• Your goal:
Report how many lines of the material below contain the string "window", with case treated as significant. Give only the number.

··· Task material

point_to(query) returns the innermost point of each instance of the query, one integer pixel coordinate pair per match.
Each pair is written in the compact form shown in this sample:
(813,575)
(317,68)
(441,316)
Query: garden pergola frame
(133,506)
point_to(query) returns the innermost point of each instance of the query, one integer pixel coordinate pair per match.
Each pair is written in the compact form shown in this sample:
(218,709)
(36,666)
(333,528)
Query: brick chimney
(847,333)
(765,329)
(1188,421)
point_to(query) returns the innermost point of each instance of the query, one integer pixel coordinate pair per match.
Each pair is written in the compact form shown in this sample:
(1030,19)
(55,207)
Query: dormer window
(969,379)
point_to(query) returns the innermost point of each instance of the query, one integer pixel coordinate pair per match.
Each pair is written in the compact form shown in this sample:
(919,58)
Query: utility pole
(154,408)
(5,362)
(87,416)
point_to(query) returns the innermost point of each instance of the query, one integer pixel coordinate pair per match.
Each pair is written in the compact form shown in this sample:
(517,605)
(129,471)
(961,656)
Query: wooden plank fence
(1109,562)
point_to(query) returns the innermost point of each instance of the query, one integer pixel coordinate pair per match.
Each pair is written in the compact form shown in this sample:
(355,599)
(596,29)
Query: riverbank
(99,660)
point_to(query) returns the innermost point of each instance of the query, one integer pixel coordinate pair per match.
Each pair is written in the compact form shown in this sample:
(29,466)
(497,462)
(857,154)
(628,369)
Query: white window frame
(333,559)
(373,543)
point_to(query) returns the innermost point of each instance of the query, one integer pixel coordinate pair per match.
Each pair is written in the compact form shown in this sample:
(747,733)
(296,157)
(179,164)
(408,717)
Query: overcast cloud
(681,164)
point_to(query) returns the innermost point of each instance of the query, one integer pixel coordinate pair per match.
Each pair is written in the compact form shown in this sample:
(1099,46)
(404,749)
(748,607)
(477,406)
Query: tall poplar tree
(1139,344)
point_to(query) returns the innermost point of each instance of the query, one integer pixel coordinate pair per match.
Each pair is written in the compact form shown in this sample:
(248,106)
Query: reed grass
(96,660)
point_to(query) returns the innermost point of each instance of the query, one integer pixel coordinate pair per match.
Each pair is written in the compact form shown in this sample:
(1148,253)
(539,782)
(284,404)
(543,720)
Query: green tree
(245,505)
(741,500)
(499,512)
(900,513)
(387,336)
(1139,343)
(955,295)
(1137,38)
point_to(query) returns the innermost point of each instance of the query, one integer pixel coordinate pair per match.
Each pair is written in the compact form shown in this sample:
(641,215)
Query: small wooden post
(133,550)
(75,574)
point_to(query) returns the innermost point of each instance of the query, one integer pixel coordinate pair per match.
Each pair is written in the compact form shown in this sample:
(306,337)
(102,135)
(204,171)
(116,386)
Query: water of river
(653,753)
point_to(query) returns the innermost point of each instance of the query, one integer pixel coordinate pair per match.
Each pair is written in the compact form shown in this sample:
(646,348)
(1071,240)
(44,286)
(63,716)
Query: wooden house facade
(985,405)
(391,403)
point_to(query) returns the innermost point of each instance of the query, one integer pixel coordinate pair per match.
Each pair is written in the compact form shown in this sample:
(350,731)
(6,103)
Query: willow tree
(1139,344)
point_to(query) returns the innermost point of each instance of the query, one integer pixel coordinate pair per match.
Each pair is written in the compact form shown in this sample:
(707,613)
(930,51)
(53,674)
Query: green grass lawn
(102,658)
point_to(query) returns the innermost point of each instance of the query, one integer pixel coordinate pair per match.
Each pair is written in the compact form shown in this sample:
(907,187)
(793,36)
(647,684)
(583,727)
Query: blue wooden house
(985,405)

······

• Response to this task:
2